**Problem**: Summarize the post comparing porn and online education in exactly two sentences.

**Passage to read**:
Saturday, April 13, 2013

Fifty shades of cheap: the unlikely link between porn and online education

According to a recent survey, approximately two-thirds (64%) of adults with internet access view porn sometime each year.

Two-thirds of those only visit free porn sites, and not quite a third prefer to view their porn on DVDs.

Less than only about 6% of the people who view porn do so through pay websites.

This is responsible, the porn industry says, for a drop in revenues from a peak $13-14 billion in 2006 to just $5 billion last year.

"You just can't compete with free," says one industry analyst.  [I always wondered which courses I should have taken in college to become a porn industry analyst.]

This is one of the unanticipated social (and economic) changes wrought by the internet in a perilously short time:  universal social media and broadband capacity unravels certain profitable bottlenecks of information.

The porn industry is effectively being crowd-sourced.

This is also about to happen to higher education.  Strike that:  this is already starting to happen to higher education.

With the average debt for completing a bachelor's degree hitting six figures, a radical approach to learning that values what you learn over where you learn it or what credential you receive is starting to rear its head not only in competition with brick-and-mortar institutions, but also in direct competition with the University of Phoenix paid online model.

Free universities are beginning to proliferate like free porn sites.

Yep, I went there:  compared online higher education with online pornography.

But the comparison is becoming more compelling by the day.  Smaller universities are discovering that--despite the hype--they cannot turn online learning into a major profit center, and have instead paid a great deal of money to create a technical infrastructure that merely allows their own students to avoid attending early morning classes.  For all but a few universities, online learning is an expensive dead end--they just don't know it yet.

Within thirty years (possibly much sooner), I would guess that as many as half (possibly many more) brick-and-mortar universities in this country will be out of business, and the way we measure competence in most fields will have so radically changed that a college degree or even a doctorate won't have anything close to the cachet it enjoys today.

While education is generally seen as pushing toward the future, educational institutions have always been conservative and oriented toward past traditions rather than future trends.  I have seen this time after time as I have worked on committees at institutions or among national organizations where the people in charge are simply incapable of even imagining massive change in their industry.

**Source data**:
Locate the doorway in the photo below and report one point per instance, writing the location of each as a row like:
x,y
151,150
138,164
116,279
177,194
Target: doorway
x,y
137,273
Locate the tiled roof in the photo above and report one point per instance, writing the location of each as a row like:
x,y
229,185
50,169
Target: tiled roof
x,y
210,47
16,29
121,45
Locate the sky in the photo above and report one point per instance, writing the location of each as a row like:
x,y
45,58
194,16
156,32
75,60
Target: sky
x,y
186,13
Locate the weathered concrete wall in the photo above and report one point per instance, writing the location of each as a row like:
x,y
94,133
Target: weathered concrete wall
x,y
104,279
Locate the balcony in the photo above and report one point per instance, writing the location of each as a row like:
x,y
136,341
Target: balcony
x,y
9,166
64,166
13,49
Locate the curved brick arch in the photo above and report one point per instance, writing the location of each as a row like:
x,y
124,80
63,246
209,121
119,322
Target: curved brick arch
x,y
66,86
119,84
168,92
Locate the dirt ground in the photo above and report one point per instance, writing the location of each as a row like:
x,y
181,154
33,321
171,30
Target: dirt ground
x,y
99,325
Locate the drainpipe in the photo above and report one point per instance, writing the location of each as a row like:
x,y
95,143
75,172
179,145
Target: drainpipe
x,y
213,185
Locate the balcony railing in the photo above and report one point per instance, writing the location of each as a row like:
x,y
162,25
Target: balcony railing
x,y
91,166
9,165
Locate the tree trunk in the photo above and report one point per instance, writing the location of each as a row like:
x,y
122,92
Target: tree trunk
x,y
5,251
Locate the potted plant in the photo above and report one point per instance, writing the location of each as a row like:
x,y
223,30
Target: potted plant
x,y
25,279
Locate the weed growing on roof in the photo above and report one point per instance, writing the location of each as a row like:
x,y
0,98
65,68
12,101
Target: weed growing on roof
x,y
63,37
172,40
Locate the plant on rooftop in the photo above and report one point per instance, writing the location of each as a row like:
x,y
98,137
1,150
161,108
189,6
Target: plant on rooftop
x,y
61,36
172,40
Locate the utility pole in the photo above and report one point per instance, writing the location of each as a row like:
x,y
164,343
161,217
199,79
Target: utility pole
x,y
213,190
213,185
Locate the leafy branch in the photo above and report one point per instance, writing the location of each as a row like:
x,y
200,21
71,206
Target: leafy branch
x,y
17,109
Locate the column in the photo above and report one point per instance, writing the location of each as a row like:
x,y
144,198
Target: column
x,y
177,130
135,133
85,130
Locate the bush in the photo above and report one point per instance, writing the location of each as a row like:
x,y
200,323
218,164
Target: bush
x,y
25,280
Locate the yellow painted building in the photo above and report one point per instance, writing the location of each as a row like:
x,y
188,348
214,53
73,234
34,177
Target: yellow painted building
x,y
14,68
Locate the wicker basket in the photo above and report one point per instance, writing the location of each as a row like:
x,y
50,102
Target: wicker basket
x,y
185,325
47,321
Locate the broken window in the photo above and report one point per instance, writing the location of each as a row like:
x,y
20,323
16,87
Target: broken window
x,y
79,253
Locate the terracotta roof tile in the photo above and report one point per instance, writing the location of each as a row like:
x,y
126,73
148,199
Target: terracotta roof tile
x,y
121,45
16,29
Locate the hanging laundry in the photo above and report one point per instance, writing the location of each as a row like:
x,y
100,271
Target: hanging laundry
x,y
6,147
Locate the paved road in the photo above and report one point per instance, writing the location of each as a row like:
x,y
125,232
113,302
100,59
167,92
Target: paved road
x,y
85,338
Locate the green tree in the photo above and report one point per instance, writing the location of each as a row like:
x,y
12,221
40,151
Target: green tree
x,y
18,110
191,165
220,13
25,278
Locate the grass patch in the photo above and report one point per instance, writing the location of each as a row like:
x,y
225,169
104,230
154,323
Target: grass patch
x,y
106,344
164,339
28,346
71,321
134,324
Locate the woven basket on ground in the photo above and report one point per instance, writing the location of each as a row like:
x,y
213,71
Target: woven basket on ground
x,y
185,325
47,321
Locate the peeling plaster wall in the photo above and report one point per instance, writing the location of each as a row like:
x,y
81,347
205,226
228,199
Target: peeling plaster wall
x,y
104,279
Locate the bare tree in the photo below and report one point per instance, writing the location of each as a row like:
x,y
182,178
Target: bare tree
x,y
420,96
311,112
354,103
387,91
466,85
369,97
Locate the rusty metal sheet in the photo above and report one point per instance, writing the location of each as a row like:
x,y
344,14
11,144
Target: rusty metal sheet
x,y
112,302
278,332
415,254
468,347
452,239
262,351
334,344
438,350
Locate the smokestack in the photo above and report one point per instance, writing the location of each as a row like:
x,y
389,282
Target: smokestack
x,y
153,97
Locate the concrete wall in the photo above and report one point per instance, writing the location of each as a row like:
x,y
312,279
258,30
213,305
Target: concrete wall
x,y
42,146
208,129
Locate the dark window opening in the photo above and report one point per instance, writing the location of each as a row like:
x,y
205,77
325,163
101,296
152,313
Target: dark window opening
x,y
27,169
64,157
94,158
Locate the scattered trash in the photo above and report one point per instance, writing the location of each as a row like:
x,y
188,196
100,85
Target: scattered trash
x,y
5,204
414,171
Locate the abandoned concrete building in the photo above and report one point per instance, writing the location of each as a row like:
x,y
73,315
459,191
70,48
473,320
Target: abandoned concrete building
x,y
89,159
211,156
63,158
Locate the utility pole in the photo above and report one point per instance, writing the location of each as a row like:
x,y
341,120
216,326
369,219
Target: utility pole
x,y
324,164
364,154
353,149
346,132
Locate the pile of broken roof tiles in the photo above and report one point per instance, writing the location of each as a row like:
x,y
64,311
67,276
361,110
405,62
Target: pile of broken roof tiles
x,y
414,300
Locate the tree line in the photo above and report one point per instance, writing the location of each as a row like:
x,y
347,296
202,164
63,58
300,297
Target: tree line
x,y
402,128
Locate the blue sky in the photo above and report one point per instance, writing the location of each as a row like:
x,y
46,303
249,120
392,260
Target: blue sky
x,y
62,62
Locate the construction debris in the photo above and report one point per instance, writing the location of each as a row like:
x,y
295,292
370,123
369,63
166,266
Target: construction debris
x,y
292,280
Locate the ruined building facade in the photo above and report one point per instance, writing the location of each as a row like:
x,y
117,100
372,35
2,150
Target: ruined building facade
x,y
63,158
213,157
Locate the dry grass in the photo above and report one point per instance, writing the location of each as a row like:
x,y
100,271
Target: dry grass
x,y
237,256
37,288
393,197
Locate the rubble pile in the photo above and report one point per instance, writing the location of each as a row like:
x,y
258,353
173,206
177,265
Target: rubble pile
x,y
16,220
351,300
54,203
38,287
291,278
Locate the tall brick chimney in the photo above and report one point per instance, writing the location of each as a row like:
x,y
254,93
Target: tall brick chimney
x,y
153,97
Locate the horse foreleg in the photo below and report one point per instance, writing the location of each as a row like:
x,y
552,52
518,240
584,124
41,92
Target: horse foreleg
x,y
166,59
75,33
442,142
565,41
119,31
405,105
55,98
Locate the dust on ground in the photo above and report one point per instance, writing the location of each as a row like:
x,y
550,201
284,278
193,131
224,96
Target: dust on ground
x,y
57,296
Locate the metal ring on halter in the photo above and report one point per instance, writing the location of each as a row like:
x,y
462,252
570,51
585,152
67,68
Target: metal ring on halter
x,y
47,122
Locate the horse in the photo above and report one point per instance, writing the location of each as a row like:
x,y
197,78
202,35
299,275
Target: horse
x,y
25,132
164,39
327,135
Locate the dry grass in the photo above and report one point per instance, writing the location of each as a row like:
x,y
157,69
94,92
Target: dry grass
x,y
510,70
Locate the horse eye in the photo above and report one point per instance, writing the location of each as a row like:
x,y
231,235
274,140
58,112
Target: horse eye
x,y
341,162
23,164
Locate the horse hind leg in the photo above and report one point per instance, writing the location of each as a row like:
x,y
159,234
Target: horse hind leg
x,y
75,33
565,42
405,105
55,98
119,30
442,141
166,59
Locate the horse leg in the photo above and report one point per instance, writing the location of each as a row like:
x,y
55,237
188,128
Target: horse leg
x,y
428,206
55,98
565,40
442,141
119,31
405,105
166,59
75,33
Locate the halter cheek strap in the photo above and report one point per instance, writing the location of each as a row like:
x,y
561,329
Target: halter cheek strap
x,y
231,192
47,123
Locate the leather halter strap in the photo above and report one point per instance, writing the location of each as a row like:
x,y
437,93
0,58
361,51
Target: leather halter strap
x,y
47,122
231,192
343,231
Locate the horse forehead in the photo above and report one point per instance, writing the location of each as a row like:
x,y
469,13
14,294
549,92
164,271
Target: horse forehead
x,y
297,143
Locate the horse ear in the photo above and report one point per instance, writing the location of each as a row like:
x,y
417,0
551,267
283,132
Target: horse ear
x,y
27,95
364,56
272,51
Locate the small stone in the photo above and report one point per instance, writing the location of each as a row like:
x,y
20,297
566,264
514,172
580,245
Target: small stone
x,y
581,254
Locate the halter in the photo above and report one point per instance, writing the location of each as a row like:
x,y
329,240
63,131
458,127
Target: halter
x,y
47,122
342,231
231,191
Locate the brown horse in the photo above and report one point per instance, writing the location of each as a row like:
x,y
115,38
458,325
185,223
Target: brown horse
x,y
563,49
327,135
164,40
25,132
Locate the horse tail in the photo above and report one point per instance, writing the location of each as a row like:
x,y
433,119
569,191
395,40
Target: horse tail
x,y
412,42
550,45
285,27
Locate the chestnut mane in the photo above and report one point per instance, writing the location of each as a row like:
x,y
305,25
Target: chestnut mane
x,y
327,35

**Exercise result**: The post reports that only about 6% of people who view porn do so through pay websites, which the industry blames for revenues falling from a peak of $13-14 billion in 2006 to $5 billion. It argues that higher education is already starting to go the same way: free universities are proliferating, online learning is an expensive dead end for all but a few universities, and within thirty years as many as half of the country's brick-and-mortar universities may be out of business.